----- Given data
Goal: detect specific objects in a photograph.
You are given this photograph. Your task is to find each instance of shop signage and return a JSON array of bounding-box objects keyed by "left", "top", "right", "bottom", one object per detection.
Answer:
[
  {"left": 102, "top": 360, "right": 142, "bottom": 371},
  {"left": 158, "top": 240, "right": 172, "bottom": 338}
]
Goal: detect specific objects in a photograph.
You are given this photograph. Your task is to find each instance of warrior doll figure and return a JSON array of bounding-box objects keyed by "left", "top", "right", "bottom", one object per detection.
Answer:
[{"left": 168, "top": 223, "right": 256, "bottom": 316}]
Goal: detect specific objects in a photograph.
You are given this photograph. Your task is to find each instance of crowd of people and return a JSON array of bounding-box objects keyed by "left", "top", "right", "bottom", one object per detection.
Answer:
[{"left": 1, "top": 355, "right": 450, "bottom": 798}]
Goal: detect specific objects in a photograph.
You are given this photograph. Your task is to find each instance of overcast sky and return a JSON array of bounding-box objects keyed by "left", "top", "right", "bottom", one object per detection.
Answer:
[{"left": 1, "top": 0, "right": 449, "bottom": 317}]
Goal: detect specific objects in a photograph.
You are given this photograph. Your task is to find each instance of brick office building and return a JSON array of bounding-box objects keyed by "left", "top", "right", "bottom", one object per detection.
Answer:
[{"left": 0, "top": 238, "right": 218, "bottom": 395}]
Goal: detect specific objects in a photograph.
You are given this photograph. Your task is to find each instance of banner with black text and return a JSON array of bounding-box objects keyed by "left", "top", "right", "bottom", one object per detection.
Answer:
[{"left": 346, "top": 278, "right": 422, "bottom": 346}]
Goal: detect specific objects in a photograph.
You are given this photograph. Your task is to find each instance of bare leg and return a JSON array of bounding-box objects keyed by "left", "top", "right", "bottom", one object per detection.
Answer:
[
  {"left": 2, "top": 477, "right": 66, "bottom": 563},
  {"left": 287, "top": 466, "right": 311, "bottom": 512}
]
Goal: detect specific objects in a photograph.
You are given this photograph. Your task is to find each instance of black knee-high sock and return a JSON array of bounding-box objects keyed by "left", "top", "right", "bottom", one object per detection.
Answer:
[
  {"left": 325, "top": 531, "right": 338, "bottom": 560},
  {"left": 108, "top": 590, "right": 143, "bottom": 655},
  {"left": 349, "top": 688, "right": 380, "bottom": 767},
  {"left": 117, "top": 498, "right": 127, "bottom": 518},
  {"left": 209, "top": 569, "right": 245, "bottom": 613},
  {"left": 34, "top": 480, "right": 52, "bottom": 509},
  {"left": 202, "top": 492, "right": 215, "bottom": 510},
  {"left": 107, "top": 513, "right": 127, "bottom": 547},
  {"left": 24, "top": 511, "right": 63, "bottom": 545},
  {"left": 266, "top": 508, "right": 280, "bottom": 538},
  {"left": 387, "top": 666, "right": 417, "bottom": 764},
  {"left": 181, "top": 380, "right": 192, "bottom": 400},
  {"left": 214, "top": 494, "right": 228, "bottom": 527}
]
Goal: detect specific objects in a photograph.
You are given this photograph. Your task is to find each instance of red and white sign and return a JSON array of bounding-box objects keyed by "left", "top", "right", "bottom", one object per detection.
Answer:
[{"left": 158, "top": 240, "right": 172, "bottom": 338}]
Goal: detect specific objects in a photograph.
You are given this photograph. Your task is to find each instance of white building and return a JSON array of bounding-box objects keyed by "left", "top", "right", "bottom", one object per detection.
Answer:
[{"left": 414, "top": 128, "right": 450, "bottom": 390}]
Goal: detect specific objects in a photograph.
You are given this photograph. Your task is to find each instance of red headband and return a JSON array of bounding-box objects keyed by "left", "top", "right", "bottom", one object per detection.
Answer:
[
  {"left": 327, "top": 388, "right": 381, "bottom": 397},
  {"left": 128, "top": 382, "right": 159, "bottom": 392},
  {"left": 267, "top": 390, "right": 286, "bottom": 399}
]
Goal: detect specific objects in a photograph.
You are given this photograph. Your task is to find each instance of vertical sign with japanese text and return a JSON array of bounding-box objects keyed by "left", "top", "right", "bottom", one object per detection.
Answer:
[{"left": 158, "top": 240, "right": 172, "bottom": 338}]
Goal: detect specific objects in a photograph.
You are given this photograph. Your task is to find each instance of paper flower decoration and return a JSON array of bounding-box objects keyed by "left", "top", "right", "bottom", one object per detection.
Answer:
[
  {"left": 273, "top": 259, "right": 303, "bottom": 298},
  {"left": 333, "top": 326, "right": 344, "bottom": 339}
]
----------
● Work task:
For this exercise, please copy exactly the lines of the material above from its first line through the line where "instance of banner" appears.

● Written answer:
Goal: detect specific objects in a photograph.
You are given this photograph. Your task is to find each instance of shop signage and return a JSON array of bounding-box objects keyed by "left", "top", "right", "bottom", one object per detection.
Answer:
[
  {"left": 102, "top": 360, "right": 142, "bottom": 371},
  {"left": 158, "top": 240, "right": 172, "bottom": 338}
]
Goal: detect specific objects in a photograph.
You are given this photograph. Your task is to find each instance of warrior doll figure and return a JSON array of bounding-box objects keyed by "left", "top", "right", "bottom", one object per detection.
Answer:
[{"left": 168, "top": 223, "right": 256, "bottom": 316}]
Goal: detect specific objects in a photograph.
You are given this photograph. Your task is to find each instance of crowd of people and return a JSON array of bounding-box objects keyed by "left", "top", "right", "bottom", one object per detection.
Answer:
[{"left": 1, "top": 355, "right": 450, "bottom": 798}]
Goal: detect specific objects in a photograph.
You are given this photograph. Your task is to find each instance of overcast sky and return a JSON array of bounding-box objects keyed by "left", "top", "right", "bottom", one object per detection.
Answer:
[{"left": 1, "top": 0, "right": 449, "bottom": 317}]
Goal: detect specific objects in a photograph.
You are given this photograph. Your task is to find each instance of brick office building and return a JSON array of bounding-box objects keyed by "left", "top", "right", "bottom", one object per detection.
Answer:
[{"left": 0, "top": 238, "right": 218, "bottom": 395}]
Goal: detect specific objects in a photograph.
You are given this photograph. Your task is to find each instance of banner with black text and return a JSON array of bounding-box objects keyed by "left", "top", "right", "bottom", one object per detection.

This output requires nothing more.